What to do: Beginning at the line containing "of the teal" in the material below and ending at the line containing "Target: teal folded cloth", return each line exactly and add nothing.

Data for analysis:
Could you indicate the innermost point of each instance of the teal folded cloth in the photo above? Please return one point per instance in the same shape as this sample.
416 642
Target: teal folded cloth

---

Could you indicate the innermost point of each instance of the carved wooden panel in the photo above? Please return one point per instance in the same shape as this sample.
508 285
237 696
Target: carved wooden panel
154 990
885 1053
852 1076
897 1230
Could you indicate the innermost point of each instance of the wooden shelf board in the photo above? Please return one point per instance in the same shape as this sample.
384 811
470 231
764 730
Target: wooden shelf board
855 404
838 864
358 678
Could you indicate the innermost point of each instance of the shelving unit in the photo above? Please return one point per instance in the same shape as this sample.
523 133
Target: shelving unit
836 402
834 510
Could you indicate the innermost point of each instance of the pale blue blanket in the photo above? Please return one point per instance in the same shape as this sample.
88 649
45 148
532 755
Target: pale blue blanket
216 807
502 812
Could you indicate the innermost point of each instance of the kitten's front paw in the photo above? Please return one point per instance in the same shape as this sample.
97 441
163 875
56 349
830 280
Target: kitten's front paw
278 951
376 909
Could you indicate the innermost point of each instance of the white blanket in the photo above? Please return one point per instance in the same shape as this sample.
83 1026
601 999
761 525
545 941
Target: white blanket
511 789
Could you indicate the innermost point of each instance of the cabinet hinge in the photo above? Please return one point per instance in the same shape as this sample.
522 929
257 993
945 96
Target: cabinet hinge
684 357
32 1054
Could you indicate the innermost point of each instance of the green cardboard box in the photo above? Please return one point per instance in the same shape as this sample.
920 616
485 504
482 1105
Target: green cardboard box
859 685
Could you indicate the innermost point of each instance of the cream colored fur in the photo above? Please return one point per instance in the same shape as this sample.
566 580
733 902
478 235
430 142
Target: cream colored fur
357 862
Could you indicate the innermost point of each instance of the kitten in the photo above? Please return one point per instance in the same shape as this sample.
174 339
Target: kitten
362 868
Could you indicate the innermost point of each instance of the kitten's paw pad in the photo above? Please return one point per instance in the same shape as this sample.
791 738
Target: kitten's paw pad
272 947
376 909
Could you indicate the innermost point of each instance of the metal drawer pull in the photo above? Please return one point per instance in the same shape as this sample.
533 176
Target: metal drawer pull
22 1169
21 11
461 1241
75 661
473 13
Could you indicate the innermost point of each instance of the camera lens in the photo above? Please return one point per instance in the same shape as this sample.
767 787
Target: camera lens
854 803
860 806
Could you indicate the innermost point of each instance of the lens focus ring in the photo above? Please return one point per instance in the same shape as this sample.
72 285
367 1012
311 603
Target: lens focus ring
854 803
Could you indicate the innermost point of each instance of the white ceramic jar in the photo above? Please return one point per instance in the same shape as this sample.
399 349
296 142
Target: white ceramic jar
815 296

Response box:
Could you indicate the innermost point of each instance of the teal folded cloth in the photo above? Please return one point per instance in the same shape as this sample.
416 642
Target: teal folded cloth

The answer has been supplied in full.